This is an archived snapshot of W3C's public bugzilla bug tracker, decommissioned in April 2019. Please see the home page for more details.

Bug 20049 - Clarify the violation of rfc2781/MIME w.r.t. the meaning of 'utf-16be'/'utf-16le'
Summary: Clarify the violation of rfc2781/MIME w.r.t. the meaning of 'utf-16be'/'utf-1...
Status: RESOLVED FIXED
Alias: None
Product: WHATWG
Classification: Unclassified
Component: Encoding (show other bugs)
Version: unspecified
Hardware: PC Windows 3.1
: P2 normal
Target Milestone: Unsorted
Assignee: Anne
QA Contact: sideshowbarker+encodingspec
URL:
Whiteboard:
Keywords:
Depends on:
Blocks:
 
Reported: 2012-11-22 22:59 UTC by Leif Halvard Silli
Modified: 2013-09-04 09:26 UTC (History)
2 users (show)

See Also:


Attachments

Description Leif Halvard Silli 2012-11-22 22:59:23 UTC
The standard is fully correct when it says: 

"In violation of the Unicode standard, "utf-16" is a label for
 utf-16le rather than its own standalone encoding."

However, this correct statement gives the impression that it is only 'UTF-16' that has changed meaning while 'UTF-16LE' and 'UTF-16BE' have kept their old meanings.

But this impression is not correct since the MIME registration and the RFC2781 which the MIME registration is built on, says that for files files labeled UTF-16LE or UTF-16BE then one "MUST NOT prepend a BOM to the text". See 
<http://tools.ietf.org/html/rfc2781#section-3.3>

Thus, I suggest that to section '14.2 utf-16be', there should be added a note saying something like this:

"In violation of the Unicode standard, 'utf-16le' is a label for files that preferably, but not necessarily begins with the BOM."

And ditto about inside section '14.3 utf-16le',
Comment 1 Leif Halvard Silli 2012-11-23 01:00:03 UTC
Actually, a more correct underestanding of the matter would probably to say that that the Encoding Standard defines 'UTF-16LE' and 'UTF-16BE' as synonyms for 'UTF-16'.

(Why? Because UTF-16 is not required to contain the BOM.)

How does that make sense to you, Anne?
--------
- _Task requirements_:
[1] Answer these questions about the UTF-16 bug report:
(a) Who reported the bug, and at what date and time?
(b) What status does the bug have?
(c) According to RFC2781, what must one not do for files labeled UTF-16LE or UTF-16BE?
[2] Resume the UTF-16 bug report from its last sentence.
The material after this bug report is not needed.

- _Information shown_:
--------
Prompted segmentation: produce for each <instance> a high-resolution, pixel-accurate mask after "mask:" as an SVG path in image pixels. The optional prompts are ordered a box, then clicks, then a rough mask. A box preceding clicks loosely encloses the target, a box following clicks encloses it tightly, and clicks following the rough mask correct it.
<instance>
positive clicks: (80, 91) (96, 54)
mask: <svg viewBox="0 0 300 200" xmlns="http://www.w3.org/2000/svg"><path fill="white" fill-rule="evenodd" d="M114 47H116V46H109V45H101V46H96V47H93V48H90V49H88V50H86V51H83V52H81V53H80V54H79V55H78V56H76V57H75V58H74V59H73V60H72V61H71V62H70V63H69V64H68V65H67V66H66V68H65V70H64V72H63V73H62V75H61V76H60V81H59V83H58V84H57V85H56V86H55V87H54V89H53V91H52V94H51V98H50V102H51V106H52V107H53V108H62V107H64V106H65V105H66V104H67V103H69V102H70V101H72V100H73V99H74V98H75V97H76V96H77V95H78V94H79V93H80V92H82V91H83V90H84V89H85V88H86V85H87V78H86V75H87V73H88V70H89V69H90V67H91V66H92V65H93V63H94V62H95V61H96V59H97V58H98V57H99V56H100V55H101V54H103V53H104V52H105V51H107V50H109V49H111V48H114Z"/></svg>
--------
- _Numbered answers_:
[1]
(a) Leif Halvard Silli reported it on 2012-11-22 at 22:59 UTC.
(b) RESOLVED FIXED.
(c) One must not prepend a BOM to the text.

[2]
Comment 2 Anne 2012-11-23 10:23:57 UTC
Well, it's really the decode algorithm that causes the non-compliance. We could add in 14.1: ", even though Unicode does not allow special handling of the byte order mark for utf-16be and utf-16le."
Comment 3 Leif Halvard Silli 2012-11-23 20:11:05 UTC
(In reply to comment #2)
> Well, it's really the decode algorithm that causes the non-compliance. 

Ah. Finesse.

> We could add in 14.1: ", even though Unicode does not allow
> special handling of the byte order mark for utf-16be and 
> utf-16le."

Sounds good. Did you mean to extend the current note? Like so: 

Note: In violation of the Unicode standard, checking for
      a byte order mark happens before an encoding to decode
      a byte stream is chosen, as seen in the decode algorithm,
<INS> EVEN THOUGH UNICODE DOES NOT ALLOW SPECIAL HANDLING OF
      THE BYTE ORDER MARK FOR UTF-16BE AND UTF-16LE") </INS>

If so, then the proposed clarification could perhaps also be moved closer to "violation of the Unicode standard", like so:

Note: In violation of the Unicode standard, <INS> "WHICH FOR 
      UTF-16BE AND UTF-16LE DOES NOT ALLOW SPECIAL HANDLING
      OF THE BYTE ORDER MARK FOR",</INS> checking for a byte
      order mark happens before an encoding to decode a byte
      stream is chosen, as seen in the decode algorithm.
...